### Письменное задание
Напишите продолжение отрывка о Толстом и де Местре, начав сразу после его последнего предложения.

И Де Местр, и Толстой в определенном смысле воспринимали западный мир как «загнивающий», причем разложение казалось им поступательным и быстрым. Эту доктрину в буквальном смысле слова придумали католические контрреволюционеры на рубеже XVIII и XIX веков, и она во многом определила их отношение к Французской революции как к наказанию Божьему, насланному на отступников от веры, в особенности – от веры католической. Из Франции эта связанная с воинствующим клерикализмом доктрина различными путями, в основном – через второразрядных журналистов и их ученых читателей, проникла в Германию и Россию (в Россию – и непосредственно, и в немецких интерпретациях), где нашла вполне подходящую почву среди тех, кто, счастливо избежав революционных потрясений, льстил своему самолюбию верой в то, что у них-то, во всяком случае, осталась возможность возвыситься к вящей силе и славе, в то время как Запад, подточенный падением отеческой веры, разлагается буквально на глазах, нравственно и политически. Несомненно, Толстой воспринял эту часть своего мировоззрения от славянофилов и прочих русских шовинистов в не меньшей степени, чем от де Местра, однако стоит отметить, насколько сильна была эта вера в обоих этих людях, жестких и аристократичных наблюдателях нравов, и насколько важное положение она занимает в их до странного близких способах видеть мир. Оба, в сущности, были неисправимыми пессимистами, чья безжалостная склонность разрушать принятые в обществе иллюзии отпугивала от них современников, даже тогда, когда тем приходилось нехотя признавать их правоту. Хотя де Местр был фанатически убежденным ультрамонтаном и защитником раз и навсегда установленных институтов, тогда как Толстой, совершенно аполитичный вначале, не оставил свидетельств сколь-нибудь радикальных политических мнений, оба вызывали смутное подозрение в нигилизме – и впрямь гуманистические ценности рассыпались во прах, стоило только этим ценностям попасть к ним в руки. Оба искали выхода из глухого, непробойного скептицизма в какой-то огромной, чреватой смыслами истине, которая защитила бы их от их же собственных природных наклонностей и темперамента: де Местр – в Церкви, Толстой – в неиспорченном человеческом сердце и в простой братской любви, которая вряд ли была близка ему. Перед ликом этого идеала повествовательный дар ему изменяет, и выходит нечто безыскусное, ходульное, наивное, отчаянно трогательное, отчаянно неубедительное и, видимо, весьма далекое от его собственного опыта.

### Записи

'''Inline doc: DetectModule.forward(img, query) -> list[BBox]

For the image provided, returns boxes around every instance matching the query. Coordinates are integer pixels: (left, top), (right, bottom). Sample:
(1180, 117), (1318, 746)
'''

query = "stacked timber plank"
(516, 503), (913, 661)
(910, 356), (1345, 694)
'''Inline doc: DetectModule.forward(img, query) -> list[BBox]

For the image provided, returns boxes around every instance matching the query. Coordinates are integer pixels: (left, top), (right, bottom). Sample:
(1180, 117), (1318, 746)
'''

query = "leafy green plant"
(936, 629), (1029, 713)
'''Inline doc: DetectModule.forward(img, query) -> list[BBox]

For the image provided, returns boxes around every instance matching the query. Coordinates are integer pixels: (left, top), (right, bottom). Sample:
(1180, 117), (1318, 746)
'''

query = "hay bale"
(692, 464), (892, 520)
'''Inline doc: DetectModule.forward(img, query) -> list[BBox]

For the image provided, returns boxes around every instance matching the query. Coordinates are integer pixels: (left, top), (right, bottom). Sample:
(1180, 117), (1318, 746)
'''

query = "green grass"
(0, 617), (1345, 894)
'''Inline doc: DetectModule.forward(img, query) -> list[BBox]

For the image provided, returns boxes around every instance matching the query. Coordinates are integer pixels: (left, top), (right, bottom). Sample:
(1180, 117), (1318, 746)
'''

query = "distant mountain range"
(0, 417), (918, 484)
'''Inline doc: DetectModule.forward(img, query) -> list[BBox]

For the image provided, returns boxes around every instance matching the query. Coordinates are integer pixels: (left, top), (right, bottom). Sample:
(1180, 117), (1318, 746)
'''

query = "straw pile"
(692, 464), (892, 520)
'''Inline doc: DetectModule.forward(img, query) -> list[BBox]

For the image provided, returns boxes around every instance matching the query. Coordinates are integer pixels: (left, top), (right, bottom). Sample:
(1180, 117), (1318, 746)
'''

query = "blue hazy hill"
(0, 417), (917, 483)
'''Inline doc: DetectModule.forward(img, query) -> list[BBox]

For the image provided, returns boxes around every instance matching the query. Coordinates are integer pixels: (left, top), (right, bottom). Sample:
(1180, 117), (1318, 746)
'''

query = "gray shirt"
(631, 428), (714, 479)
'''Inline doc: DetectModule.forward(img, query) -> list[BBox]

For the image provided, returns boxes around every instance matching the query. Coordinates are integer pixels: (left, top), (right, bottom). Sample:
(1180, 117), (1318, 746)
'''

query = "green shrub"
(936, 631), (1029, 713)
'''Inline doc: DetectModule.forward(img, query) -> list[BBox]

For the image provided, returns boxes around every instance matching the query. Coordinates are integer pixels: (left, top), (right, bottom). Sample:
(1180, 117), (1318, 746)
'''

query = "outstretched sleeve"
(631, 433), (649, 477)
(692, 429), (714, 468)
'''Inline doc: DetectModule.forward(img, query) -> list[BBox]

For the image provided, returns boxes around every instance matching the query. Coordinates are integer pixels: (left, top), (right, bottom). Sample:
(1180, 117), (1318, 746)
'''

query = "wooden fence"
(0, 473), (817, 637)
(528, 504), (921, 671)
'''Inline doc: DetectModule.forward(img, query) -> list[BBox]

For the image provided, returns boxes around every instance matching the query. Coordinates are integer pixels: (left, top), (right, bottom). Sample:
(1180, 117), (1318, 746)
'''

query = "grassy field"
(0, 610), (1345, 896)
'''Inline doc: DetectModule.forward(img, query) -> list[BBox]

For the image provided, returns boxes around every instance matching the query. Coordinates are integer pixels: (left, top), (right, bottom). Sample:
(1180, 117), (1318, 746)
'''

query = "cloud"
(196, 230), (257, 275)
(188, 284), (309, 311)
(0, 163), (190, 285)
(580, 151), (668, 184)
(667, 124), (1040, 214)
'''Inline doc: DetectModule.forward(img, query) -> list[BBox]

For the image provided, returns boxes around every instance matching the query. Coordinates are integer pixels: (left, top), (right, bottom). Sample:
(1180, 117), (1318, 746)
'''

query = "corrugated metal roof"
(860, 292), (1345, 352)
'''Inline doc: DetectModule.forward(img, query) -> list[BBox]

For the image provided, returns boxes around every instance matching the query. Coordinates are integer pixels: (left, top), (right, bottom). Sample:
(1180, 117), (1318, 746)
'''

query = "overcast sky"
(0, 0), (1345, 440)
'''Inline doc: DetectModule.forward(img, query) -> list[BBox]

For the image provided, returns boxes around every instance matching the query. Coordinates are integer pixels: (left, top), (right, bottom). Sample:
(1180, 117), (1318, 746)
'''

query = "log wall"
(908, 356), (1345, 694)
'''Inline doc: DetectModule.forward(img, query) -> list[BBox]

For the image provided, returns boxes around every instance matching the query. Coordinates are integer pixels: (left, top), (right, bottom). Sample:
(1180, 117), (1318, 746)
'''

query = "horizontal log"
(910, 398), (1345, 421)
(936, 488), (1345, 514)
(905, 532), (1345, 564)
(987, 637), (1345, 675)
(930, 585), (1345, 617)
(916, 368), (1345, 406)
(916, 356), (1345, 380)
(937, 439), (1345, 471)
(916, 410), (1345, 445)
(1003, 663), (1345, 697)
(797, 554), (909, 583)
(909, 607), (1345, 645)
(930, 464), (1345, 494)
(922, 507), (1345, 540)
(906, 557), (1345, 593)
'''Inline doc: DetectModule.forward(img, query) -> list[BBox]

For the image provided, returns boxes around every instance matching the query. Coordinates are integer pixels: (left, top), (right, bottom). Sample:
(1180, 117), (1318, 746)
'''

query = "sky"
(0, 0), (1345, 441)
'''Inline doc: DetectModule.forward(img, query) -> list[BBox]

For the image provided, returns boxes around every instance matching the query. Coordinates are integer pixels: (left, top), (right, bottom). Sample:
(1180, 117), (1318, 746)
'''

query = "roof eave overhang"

### Ответ к заданию
Однако пользоваться этой аналогией нужно с известной долей осторожности! И де Местр, и Толстой действительно придавали величайшую значимость войне, но де Местр, как, вслед за ним, и Прудон, считает войну таинственной и божественной, в то время как Толстому она внушает отвращение, и он считает, что объяснить ее можно лишь в том случае, если мы овладеем достаточным объемом микроскопических «причин», знаменитым историческим «дифференциалом». Де Местр верил, что власть – иррациональная сила, что надо ей подчиняться, что преступления неизбежны, страдания и наказания – глубоко значимы. Он видел в палаче краеугольный камень общества, и Стендаль отнюдь не случайно называл его l’ami du bourreau, а Ламенне сказал, что у него только две реальности – преступление и наказание, «все его книги как будто бы написаны на эшафоте». Для де Местра мир состоит из диких тварей, которые беспрерывно терзают друг друга, убивают ради жестокого и кровавого удовольствия; он считает это нормальным условием всякой одушевленной жизни. Толстой далек от таких ужасов и от подобного садизма; нельзя назвать его и мистиком (pace Альбер Сорель и Вогюэ), мистиком в каком бы то ни было смысле этого слова: запретных тем и вопросов для него нет, и он уверен, что на все можно достаточно просто ответить, если только мы не станем мучить самих себя и искать ответов в более чем странных и удаленных местах, когда они лежат у нас под ногами.

Де Местр был сторонником иерархического принципа и верил, что аристократия готова к самопожертвованию. Верил он и в ее героизм, в ее послушание и в то, что социальные и религиозные элиты должны осуществлять самый строгий присмотр за массами. Понятно, почему он хотел передать иезуитам образование в России, – они, по крайней мере, вдолбили бы в этих диких скифов латынь, священный язык человечества хотя бы в силу того, что он сохранил предрассудки и суеверия минувших веков, выдержавшие проверку историей и жизненным опытом, а только на них и можно выстроить стену, в достаточной степени прочную, чтобы сдержать страшные волны атеизма, либерализма и свободомыслия. В естественных науках и в светской литературе он видел опасные игрушки в руках неосторожных людей или крепкое вино, которое может чрезмерно возбудить, а там и разрушить непривычное к таким излишествам общество.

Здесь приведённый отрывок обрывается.